- _Your task_:
Rewrite everything from the entry line containing "for the distant" down to the end of the entries below as a numbered list, leaving out any blank lines.

- _Material provided_:
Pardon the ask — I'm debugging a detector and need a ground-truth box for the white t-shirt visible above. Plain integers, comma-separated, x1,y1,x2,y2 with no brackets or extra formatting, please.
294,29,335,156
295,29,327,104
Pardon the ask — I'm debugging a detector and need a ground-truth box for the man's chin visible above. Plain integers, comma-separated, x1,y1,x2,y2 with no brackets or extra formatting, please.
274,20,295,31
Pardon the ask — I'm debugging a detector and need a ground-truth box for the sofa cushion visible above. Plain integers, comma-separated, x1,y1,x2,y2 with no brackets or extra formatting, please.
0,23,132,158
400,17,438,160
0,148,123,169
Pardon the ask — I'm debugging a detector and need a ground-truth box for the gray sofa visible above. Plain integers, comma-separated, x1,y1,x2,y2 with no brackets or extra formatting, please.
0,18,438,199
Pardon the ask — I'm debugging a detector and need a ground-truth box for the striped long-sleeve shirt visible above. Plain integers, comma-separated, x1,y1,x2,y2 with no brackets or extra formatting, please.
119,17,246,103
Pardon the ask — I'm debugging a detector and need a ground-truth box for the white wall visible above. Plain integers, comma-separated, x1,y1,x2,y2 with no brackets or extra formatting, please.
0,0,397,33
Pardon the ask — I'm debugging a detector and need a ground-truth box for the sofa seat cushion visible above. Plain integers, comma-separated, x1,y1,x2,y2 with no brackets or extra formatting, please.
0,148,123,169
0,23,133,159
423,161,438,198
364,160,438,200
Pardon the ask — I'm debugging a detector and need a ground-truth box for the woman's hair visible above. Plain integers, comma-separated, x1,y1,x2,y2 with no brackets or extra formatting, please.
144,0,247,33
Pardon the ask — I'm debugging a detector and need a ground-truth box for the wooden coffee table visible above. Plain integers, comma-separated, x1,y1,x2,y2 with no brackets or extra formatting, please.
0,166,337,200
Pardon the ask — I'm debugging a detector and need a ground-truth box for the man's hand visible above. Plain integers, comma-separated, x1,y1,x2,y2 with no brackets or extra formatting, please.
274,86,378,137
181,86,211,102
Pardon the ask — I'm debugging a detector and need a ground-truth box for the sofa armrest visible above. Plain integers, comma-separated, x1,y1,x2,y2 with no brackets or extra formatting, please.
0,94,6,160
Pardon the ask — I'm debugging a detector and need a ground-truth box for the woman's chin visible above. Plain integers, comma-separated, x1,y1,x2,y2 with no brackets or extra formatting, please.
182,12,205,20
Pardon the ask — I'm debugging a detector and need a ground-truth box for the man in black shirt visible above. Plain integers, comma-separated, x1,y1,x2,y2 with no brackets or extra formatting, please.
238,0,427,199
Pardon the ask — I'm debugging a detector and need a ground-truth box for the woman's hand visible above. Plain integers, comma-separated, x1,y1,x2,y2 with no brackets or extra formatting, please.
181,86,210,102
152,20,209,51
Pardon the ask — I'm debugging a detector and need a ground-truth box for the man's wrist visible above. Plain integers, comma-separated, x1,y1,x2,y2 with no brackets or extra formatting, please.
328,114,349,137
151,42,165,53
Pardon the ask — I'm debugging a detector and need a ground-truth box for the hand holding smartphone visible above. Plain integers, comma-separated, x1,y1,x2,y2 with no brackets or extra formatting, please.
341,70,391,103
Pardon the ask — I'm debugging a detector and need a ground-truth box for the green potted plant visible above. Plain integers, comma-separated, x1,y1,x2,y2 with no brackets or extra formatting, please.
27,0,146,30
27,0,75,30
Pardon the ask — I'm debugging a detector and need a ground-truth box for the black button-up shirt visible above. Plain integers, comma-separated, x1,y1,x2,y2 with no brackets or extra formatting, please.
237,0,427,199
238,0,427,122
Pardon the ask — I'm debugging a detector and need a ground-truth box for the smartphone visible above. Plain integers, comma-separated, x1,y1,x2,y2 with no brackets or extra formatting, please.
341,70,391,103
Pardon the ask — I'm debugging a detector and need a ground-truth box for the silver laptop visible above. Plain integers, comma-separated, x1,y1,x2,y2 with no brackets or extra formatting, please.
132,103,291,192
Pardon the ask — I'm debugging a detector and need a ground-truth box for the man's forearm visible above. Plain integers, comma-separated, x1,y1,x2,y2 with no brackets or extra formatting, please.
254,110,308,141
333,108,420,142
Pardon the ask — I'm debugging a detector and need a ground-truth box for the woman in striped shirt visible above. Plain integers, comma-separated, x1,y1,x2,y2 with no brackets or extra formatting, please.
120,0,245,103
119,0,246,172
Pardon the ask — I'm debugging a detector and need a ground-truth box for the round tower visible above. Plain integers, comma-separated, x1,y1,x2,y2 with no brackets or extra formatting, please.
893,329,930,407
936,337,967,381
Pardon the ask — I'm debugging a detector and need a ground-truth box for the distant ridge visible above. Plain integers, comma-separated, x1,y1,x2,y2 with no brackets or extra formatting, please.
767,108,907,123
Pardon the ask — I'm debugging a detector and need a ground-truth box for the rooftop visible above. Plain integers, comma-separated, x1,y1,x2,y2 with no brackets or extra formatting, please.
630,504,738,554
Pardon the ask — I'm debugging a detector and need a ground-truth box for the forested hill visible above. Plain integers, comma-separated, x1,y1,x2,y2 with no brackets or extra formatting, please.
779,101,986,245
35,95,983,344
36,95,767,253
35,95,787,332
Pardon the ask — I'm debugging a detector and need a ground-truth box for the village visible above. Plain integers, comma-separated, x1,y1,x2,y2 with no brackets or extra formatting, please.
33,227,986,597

- _Reply_:
1. Pardon the ask — I'm debugging a detector and need a ground-truth box for the distant ridge visible above. Plain integers, comma-separated, x1,y1,x2,y2 with no brackets or extra formatting, please.
2. 767,108,907,123
3. Pardon the ask — I'm debugging a detector and need a ground-truth box for the rooftop visible above. Plain integers, comma-separated, x1,y1,x2,y2 with no brackets or extra formatting, please.
4. 630,504,738,554
5. Pardon the ask — I'm debugging a detector and need a ground-truth box for the forested hill visible above. Plain integers, comma-separated, x1,y1,x2,y2 with no brackets or extra formatting, please.
6. 779,101,986,245
7. 35,95,983,344
8. 36,95,767,253
9. 35,95,787,332
10. Pardon the ask — I'm debugging a detector and need a ground-truth box for the village visible above. Plain integers, comma-separated, x1,y1,x2,y2 with no brackets or extra formatting, please.
11. 33,227,986,597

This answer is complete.